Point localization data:
*** Begin section ***
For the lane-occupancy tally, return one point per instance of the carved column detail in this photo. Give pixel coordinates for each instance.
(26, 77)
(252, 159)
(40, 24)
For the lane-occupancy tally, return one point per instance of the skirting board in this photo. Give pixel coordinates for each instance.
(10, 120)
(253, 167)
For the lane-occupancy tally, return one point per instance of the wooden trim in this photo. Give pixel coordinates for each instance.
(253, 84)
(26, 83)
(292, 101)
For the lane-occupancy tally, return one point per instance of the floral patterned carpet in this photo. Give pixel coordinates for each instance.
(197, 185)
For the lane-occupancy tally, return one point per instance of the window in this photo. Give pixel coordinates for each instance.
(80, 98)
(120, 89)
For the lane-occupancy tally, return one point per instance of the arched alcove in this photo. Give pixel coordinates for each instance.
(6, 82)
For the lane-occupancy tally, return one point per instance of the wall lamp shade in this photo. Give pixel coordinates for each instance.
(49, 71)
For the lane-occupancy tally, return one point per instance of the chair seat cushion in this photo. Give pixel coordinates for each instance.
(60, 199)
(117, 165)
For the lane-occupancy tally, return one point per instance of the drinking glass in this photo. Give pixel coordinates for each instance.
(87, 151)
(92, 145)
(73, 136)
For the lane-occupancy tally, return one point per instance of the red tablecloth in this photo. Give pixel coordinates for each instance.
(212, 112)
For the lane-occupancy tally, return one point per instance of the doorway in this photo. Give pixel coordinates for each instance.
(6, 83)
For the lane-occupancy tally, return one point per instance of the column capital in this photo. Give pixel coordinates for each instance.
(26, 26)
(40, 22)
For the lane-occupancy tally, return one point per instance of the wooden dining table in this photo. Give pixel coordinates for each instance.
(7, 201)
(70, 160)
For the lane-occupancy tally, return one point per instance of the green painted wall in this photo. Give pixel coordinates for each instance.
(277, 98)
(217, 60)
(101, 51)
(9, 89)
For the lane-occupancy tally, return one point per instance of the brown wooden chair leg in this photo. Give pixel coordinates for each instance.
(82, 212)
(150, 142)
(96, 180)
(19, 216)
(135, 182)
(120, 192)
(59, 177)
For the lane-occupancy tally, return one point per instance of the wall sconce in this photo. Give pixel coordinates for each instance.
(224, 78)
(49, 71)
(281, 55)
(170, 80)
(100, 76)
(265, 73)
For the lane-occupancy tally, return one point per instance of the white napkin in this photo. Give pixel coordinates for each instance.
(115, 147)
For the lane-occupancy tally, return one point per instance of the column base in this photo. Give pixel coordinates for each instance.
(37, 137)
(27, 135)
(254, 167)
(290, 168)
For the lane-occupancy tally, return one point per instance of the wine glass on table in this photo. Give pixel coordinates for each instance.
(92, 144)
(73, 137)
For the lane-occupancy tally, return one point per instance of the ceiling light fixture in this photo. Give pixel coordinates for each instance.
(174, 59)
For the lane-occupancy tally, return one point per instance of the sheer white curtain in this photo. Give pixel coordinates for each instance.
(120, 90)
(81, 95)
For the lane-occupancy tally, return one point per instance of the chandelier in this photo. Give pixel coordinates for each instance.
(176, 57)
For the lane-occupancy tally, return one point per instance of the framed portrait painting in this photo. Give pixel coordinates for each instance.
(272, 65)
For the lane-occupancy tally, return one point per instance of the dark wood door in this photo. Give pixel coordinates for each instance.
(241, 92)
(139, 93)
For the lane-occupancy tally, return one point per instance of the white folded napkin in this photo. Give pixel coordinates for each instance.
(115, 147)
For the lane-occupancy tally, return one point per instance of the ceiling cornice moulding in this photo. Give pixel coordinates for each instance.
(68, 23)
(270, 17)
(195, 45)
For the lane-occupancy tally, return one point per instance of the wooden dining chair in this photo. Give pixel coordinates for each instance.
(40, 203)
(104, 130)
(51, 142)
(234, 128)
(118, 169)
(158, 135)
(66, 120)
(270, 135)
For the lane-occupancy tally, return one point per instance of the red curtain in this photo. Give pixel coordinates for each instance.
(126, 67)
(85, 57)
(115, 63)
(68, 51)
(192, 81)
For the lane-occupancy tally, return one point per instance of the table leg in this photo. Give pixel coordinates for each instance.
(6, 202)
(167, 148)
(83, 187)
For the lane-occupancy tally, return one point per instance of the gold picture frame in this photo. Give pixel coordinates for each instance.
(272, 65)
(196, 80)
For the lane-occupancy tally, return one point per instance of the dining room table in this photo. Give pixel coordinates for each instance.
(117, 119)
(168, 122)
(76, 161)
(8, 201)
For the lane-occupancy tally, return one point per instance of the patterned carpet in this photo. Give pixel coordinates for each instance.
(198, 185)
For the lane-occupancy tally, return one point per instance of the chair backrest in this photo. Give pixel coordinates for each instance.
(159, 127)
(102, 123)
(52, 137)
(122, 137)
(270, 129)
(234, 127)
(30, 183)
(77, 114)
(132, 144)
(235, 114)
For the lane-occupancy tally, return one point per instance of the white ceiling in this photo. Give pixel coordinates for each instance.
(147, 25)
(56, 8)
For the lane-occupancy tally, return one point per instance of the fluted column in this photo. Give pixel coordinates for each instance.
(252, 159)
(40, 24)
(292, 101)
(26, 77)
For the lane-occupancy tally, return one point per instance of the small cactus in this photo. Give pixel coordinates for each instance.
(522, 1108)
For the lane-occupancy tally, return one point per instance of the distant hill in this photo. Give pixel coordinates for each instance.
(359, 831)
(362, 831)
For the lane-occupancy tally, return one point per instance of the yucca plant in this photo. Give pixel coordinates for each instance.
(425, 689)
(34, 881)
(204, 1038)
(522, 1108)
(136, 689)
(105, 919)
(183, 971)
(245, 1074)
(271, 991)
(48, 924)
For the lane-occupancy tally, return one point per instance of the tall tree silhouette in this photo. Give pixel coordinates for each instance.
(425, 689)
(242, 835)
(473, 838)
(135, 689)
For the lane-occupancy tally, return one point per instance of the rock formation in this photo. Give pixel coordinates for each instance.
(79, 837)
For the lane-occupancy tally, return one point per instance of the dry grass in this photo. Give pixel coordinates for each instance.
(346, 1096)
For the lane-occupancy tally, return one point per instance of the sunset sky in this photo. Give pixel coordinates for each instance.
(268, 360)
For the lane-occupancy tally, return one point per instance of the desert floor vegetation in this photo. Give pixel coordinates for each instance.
*** End section ***
• [Exercise directions] Would you write out each entry precisely as it is given?

• [Solution to the exercise]
For the lane-occupancy tally, return one point per instance of the carved column detail in this photo. Give pixel coordinates for each instance.
(26, 77)
(252, 159)
(40, 24)
For the lane-occupancy tally, return one point per instance of the skirting board in this photo. Give pixel coordinates for each instance.
(10, 120)
(253, 167)
For the lane-occupancy tally, return one point per instance of the wooden trim in this photo. Give pixel coordinates for each instance.
(253, 84)
(26, 83)
(292, 101)
For the lane-occupancy tally, return one point per instance of the floral patterned carpet in this photo. Give pixel coordinates for each instance.
(197, 185)
For the lane-occupancy tally, return one point per instance of the window in this photo. Give pixel coordinates for each instance.
(80, 98)
(120, 89)
For the lane-occupancy tally, return one point per instance of the arched alcove in this photo. Give pixel coordinates for each instance.
(6, 82)
For the lane-occupancy tally, return one point per instance of the wall lamp shade in this photo. Give pixel coordinates for each instance.
(49, 71)
For the lane-occupancy tally, return one point per instance of the chair seat cushion in this photo. Give pixel coordinates for each instance.
(60, 199)
(117, 165)
For the lane-occupancy tally, return one point per instance of the drinking glass in this photo. Give pixel coordinates for each instance.
(87, 151)
(92, 145)
(73, 136)
For the lane-occupancy tally, return one point per instance of the red tablecloth in this photo. Give pixel coordinates for each instance.
(212, 112)
For the lane-occupancy tally, return one point per instance of the doorway in this photo. Give pixel coordinates for each instance.
(6, 83)
For the lane-occupancy tally, return one point per instance of the column capital in this photo. Give pixel coordinates for each instance.
(26, 26)
(40, 22)
For the lane-occupancy tally, return one point per instance of the wooden dining table in this photo. Give pixel coordinates for each instance.
(7, 201)
(70, 160)
For the lane-occupancy tally, return one point per instance of the green painted wall in this photo. Give pixel coordinates for each instance.
(277, 98)
(217, 60)
(101, 51)
(9, 89)
For the lane-occupancy tally, return one point per instance of the brown wooden chair leg in this photo. Give pixel coordinates for each instance.
(82, 212)
(150, 142)
(96, 180)
(19, 216)
(135, 182)
(120, 192)
(59, 177)
For the lane-occupancy tally, return one point per instance of the wall sconce in this photo. Give pixel coordinates for each instance.
(224, 78)
(49, 71)
(281, 55)
(170, 80)
(100, 76)
(265, 73)
For the lane-occupancy tally, return one point per instance of the white napkin in this photo. Give pixel coordinates for each instance.
(115, 147)
For the lane-occupancy tally, return one point per instance of the column base in this photo. Give pixel coordinates for each instance.
(37, 137)
(27, 135)
(254, 167)
(290, 168)
For the lane-occupancy tally, return one point per instance of the wine glass on table in this photo. Give pixel coordinates for each instance.
(92, 144)
(73, 137)
For the lane-occupancy tally, return one point per instance of the ceiling light fixture in this photo. Give pixel coordinates for each instance.
(174, 59)
For the lane-occupancy tally, return one point per instance of the sheer white curtain in this photo. Give pixel coordinates for each instance.
(120, 90)
(81, 95)
For the lane-occupancy tally, return one point per instance of the chandelier in this photo. Give pixel coordinates for each instance.
(176, 57)
For the lane-occupancy tally, return one point per instance of the framed portrait painting in this photo. Give pixel coordinates for each instance.
(272, 65)
For the lane-occupancy tally, return one point per instance of the dark wood door in this photo. Give pixel coordinates for each instance.
(241, 92)
(139, 93)
For the lane-occupancy tally, return one point per instance of the white folded napkin in this photo. Give pixel coordinates for each instance.
(115, 147)
For the lane-occupancy tally, return one point per instance of the ceiling cornice moulding in this photo. Give pixel coordinates for each instance.
(68, 23)
(270, 17)
(195, 45)
For the lane-occupancy tally, return one point per instance of the wooden dining chair in this photo. Give pixel coordinates for each instance.
(40, 203)
(104, 130)
(51, 142)
(234, 128)
(118, 169)
(158, 135)
(66, 120)
(270, 135)
For the lane-occupancy tally, return one point per instance of the red curtain in this photo. Give pixel coordinates for each instance.
(126, 67)
(85, 57)
(115, 63)
(68, 51)
(192, 81)
For the lane-occupancy tally, return one point per instance of the table leg in this photo. Give pixel coordinates for each instance.
(6, 202)
(167, 148)
(83, 187)
For the lane-occupancy tally, return one point per instance of the gold picture frame in this photo. Give pixel coordinates for each instance.
(272, 65)
(196, 80)
For the lane-occupancy tally, return one point per instance of the dining room table in this photo. Give pixel coordinates for each instance.
(117, 119)
(168, 122)
(76, 161)
(8, 201)
For the lane-occupancy tally, return one point per instance of the patterned carpet in this photo. Give pixel coordinates for each instance.
(198, 185)
For the lane-occupancy tally, return one point per instance of the chair backrest in this photo. Give pixel coordinates for each instance.
(159, 127)
(102, 123)
(52, 137)
(122, 137)
(270, 129)
(234, 127)
(30, 183)
(77, 114)
(132, 144)
(235, 114)
For the lane-occupancy tally, return one point per instance of the white ceiling in this photo. Give pixel coordinates for each instance.
(147, 25)
(56, 8)
For the lane-occupancy tally, return one point per instance of the fluted column in this photo. Give pixel coordinates for each instance.
(252, 159)
(40, 24)
(292, 101)
(26, 77)
For the lane-occupancy tally, return one point per instance of the small cactus in this photo. Give pixel coordinates for each instance.
(522, 1108)
For the lane-occupancy tally, return one point per instance of the distant hill in this photo. Give pixel coordinates for each instance.
(359, 831)
(362, 831)
For the lane-occupancy tally, return one point per instance of the yucca plant in this photo. Give pixel coordinates for each instance.
(425, 689)
(34, 881)
(204, 1038)
(522, 1108)
(136, 689)
(105, 919)
(183, 971)
(245, 1074)
(271, 991)
(48, 924)
For the lane-occupancy tally, return one point per instance of the tall tree silhouette in this photo. Give pixel coordinates for each instance.
(425, 689)
(242, 835)
(473, 838)
(135, 689)
For the lane-occupancy tally, return one point per instance of the rock formation in this photo. Give pixel coordinates for each instance.
(79, 837)
For the lane-occupancy tally, return one point per instance of the dry grass in this photo. Give pixel coordinates for each instance.
(346, 1096)
For the lane-occupancy tally, return one point per instance of the sunset sky in this photo. Give pixel coordinates for each instance.
(268, 360)
For the lane-occupancy tally, return one point per instance of the desert floor vegetation in this photo. Give pixel coordinates for each instance.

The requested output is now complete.